▶ [Exercise goal]
Copy out each line of the data that holds the string "protective".

▶ [Material to process]
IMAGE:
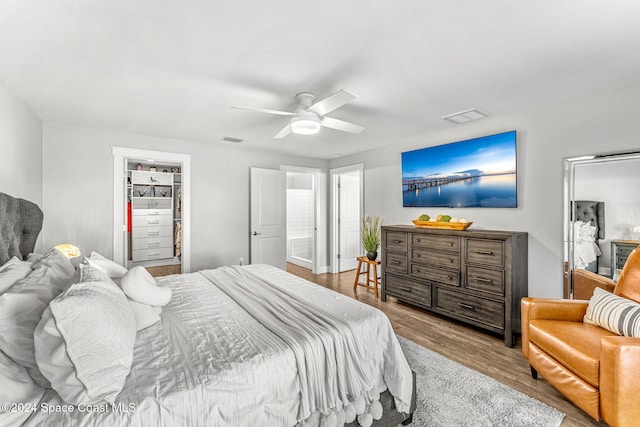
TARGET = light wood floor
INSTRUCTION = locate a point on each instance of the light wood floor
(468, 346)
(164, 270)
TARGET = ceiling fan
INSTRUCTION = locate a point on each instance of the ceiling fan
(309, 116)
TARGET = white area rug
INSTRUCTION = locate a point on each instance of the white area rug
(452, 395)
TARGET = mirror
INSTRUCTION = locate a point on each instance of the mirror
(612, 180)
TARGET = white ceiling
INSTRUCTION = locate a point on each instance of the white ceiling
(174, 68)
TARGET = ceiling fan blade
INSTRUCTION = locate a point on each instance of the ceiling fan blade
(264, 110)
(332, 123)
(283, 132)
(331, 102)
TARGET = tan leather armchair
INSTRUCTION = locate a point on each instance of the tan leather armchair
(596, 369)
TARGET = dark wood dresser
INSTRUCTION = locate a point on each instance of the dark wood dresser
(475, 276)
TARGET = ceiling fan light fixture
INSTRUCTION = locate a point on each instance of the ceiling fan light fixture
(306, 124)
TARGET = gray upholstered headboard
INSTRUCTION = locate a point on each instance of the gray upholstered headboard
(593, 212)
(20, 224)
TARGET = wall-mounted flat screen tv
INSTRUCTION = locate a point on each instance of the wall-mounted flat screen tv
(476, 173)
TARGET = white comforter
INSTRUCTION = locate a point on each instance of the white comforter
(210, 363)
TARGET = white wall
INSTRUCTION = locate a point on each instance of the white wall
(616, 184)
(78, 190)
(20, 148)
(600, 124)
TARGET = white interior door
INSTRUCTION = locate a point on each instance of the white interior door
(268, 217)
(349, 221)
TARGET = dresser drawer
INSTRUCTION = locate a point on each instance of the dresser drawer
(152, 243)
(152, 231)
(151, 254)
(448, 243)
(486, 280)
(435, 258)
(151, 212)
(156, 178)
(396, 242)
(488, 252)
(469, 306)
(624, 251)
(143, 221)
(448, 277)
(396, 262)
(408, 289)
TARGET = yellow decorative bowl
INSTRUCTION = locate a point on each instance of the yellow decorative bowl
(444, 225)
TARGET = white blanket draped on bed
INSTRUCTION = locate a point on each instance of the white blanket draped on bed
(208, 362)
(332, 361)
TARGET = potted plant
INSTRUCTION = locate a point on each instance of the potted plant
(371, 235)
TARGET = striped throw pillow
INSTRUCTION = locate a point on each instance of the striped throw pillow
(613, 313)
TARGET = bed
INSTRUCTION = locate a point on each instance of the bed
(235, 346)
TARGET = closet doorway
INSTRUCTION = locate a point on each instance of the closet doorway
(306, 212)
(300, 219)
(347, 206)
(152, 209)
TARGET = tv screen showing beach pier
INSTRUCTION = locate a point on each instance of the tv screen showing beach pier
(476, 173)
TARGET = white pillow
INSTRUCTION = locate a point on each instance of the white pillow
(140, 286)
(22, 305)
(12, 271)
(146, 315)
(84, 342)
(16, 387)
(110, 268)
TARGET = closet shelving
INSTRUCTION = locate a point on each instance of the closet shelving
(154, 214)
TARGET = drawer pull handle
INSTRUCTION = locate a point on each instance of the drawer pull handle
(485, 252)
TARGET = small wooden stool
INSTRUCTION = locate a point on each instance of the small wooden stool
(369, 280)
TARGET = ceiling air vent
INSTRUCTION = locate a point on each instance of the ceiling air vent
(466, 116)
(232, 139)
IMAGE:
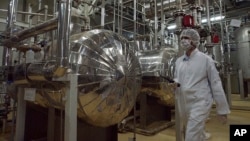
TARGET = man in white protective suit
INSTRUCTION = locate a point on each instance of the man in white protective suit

▶ [Response below]
TARGET = man in white protective suit
INSTRUCTION = locate a point on each instance of the man in white protective suit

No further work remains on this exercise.